§ TASK STATEMENT
Extract each line of the rows below that contains the string "instance", matching case exactly.

§ MATERIAL PROVIDED
▶

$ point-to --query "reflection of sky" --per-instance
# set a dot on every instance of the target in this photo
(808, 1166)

◀
▶

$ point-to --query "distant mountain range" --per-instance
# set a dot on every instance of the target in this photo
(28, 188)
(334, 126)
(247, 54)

◀

§ WRITTEN ANSWER
$ point-to --query "reflection of sky" --per-instance
# set a dot on every instance of the target in this photo
$ point-to --query "distant mountain range" --per-instance
# set a dot on every instance of the target in this photo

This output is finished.